Quote every line below exactly and skip any picture.
[Material shown — start]
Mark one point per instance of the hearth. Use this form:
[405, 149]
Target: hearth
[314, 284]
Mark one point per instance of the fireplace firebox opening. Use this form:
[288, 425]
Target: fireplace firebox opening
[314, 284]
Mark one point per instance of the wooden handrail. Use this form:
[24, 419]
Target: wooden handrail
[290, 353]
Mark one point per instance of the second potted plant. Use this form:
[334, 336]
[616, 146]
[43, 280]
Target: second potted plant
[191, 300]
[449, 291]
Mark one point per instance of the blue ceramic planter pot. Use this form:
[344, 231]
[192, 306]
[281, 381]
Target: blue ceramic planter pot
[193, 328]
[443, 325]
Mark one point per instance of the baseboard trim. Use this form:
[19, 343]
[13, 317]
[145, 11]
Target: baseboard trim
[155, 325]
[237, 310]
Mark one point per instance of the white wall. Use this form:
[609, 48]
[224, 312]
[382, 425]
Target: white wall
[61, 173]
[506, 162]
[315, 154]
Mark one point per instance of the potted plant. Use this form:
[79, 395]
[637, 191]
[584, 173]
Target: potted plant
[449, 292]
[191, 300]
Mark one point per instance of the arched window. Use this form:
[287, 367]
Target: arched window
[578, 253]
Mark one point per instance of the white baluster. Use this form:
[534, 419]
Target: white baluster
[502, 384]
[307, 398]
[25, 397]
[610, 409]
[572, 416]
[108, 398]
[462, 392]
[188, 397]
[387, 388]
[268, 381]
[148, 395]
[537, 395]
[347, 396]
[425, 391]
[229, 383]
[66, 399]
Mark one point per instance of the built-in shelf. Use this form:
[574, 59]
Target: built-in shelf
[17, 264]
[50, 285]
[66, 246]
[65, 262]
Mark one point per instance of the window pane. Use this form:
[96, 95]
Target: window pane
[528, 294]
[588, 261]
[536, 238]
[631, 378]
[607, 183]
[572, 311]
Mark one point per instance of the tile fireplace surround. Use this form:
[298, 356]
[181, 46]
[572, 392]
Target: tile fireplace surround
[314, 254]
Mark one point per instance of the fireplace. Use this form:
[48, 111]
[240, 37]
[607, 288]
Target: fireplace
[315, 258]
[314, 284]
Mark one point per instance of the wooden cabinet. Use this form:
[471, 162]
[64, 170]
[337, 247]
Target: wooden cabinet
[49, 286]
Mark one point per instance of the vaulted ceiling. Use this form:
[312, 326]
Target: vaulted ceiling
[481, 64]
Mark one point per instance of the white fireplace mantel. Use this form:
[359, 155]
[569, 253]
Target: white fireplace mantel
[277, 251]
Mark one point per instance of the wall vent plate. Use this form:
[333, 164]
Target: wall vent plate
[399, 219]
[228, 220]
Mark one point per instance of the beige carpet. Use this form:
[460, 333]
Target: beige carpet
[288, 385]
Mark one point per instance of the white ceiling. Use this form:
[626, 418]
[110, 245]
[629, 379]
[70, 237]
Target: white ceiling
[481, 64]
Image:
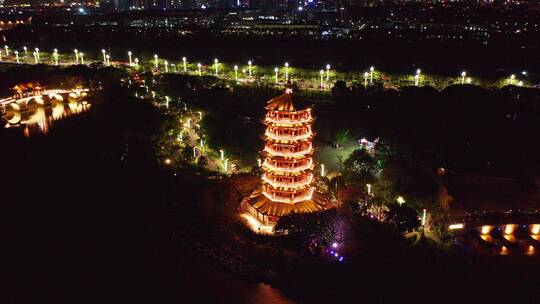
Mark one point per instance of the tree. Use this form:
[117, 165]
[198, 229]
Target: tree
[401, 178]
[403, 217]
[320, 226]
[360, 167]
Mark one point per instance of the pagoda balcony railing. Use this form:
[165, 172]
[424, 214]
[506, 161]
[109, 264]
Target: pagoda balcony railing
[287, 184]
[288, 120]
[300, 153]
[308, 165]
[274, 136]
[288, 199]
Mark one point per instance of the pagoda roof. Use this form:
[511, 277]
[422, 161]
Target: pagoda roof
[267, 207]
[288, 102]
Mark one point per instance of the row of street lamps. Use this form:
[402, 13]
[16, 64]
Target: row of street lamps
[134, 62]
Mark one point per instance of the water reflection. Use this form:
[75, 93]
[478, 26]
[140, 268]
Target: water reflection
[39, 118]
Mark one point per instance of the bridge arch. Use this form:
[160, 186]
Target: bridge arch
[12, 113]
[34, 102]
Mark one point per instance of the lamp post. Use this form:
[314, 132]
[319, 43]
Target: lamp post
[365, 79]
[327, 72]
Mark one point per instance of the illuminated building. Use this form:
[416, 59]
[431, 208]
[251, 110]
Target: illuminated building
[287, 179]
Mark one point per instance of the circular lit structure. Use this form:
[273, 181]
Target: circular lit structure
[287, 179]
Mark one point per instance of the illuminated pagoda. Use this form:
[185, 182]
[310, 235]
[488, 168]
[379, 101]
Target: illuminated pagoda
[287, 179]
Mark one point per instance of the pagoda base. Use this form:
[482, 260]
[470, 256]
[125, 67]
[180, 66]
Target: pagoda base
[268, 212]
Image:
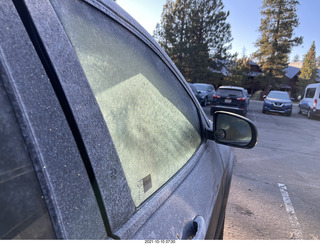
[Material shown — finish]
Written reply:
Mark one point per instance of the hearth. Use this form:
[405, 149]
Target: hearth
[314, 284]
Mark one point per instance of the fireplace firebox opening. Use this form:
[288, 425]
Target: fireplace firebox opening
[314, 284]
Mark one point per instance of the wooden handrail. Use this form:
[24, 419]
Target: wooden handrail
[290, 353]
Mark one point per instance of the second potted plant. Use this form:
[334, 336]
[616, 146]
[43, 280]
Target: second potted plant
[191, 300]
[449, 291]
Mark one point per instance of the blue ceramic planter pot. Use this form:
[344, 231]
[192, 306]
[281, 381]
Target: blue ceramic planter pot
[193, 328]
[443, 325]
Mark one point per instance of the baseboard trim. Use this form:
[19, 343]
[13, 317]
[145, 11]
Target: baseboard trim
[155, 325]
[237, 310]
Mark one point per instance of the white wall. Use this form:
[609, 48]
[224, 312]
[382, 425]
Target: white wall
[61, 173]
[506, 162]
[315, 154]
Mark one point per instance of the potted plant. Use this form:
[79, 395]
[637, 191]
[584, 173]
Target: potted plant
[449, 292]
[191, 300]
Mark one point per instance of the arched window. Use this form:
[287, 367]
Target: arched window
[578, 253]
Mark one point per instance of the white baluster. Use this form:
[534, 419]
Target: white baluster
[502, 384]
[307, 398]
[25, 397]
[610, 409]
[572, 416]
[108, 398]
[462, 392]
[188, 397]
[387, 388]
[268, 381]
[148, 395]
[537, 395]
[347, 396]
[425, 391]
[229, 383]
[66, 399]
Mark one point per instance of the built-in shelf. Use this form:
[574, 59]
Target: built-in shelf
[17, 264]
[50, 285]
[66, 246]
[65, 262]
Mark one point per instance of the window pane. Use this form:
[96, 95]
Target: window pane
[528, 294]
[588, 261]
[536, 238]
[631, 378]
[607, 183]
[572, 311]
Mark one point per instance of the tile fireplace surround. Use this form:
[298, 356]
[181, 46]
[572, 392]
Target: tile fireplace surround
[314, 254]
Mark one point per instance of the fireplace. Use this form:
[48, 111]
[240, 37]
[607, 288]
Target: fireplace
[315, 258]
[314, 284]
Mark one point per instance of the wooden cabinet. Use this form:
[471, 162]
[64, 170]
[337, 247]
Target: wooden cabinet
[49, 286]
Mark one point per instance of the vaulted ceiling. Use this form:
[312, 326]
Target: vaulted ceiling
[481, 64]
Mark one point per instance of the white fireplace mantel. Use this form:
[359, 155]
[569, 253]
Target: white fireplace mantel
[277, 251]
Mark one point per instance of the wall vent plate. Use this form:
[333, 164]
Target: wall vent plate
[399, 219]
[228, 220]
Mark one point per instance of the beige carpet. Use this form:
[460, 333]
Target: beige carpet
[288, 385]
Mark one point per instance of the white ceiling. Use this form:
[626, 418]
[110, 245]
[629, 379]
[70, 237]
Target: white ceiling
[481, 64]
Image:
Mark one point per instance of the tree. Use this form:
[117, 165]
[198, 229]
Target: tree
[401, 178]
[403, 217]
[320, 226]
[360, 167]
Mark one point per instance of the pagoda balcony railing. Use this form:
[165, 172]
[424, 214]
[506, 161]
[109, 264]
Target: pagoda balcony railing
[287, 184]
[288, 120]
[300, 153]
[308, 165]
[274, 136]
[288, 199]
Mark one point per instance of the pagoda roof. Use this form:
[511, 277]
[422, 161]
Target: pagoda roof
[267, 207]
[288, 102]
Mark one point per instance of the row of street lamps. Use this form:
[402, 13]
[16, 64]
Target: row of street lamps
[134, 62]
Mark one point per instance of the water reflection. Use this form:
[75, 93]
[478, 26]
[140, 268]
Target: water reflection
[39, 118]
Mark one point per instance of the bridge arch. Use this form:
[160, 186]
Target: bridge arch
[12, 113]
[34, 102]
Mark one point per instance of the lamp post. Use this form:
[314, 132]
[319, 43]
Target: lamp post
[365, 79]
[327, 72]
Mark one point per instance of the illuminated building. Use this form:
[416, 59]
[431, 208]
[251, 110]
Target: illuminated building
[287, 179]
Mark one point per instance of the circular lit structure. Use this form:
[273, 181]
Target: circular lit structure
[287, 179]
Mark one point per instance of the illuminated pagoda. Use this form:
[185, 182]
[310, 235]
[488, 168]
[379, 101]
Target: illuminated pagoda
[287, 179]
Mark one point per instance of the pagoda base. Use this form:
[482, 260]
[470, 256]
[125, 67]
[180, 66]
Target: pagoda base
[268, 212]
Image:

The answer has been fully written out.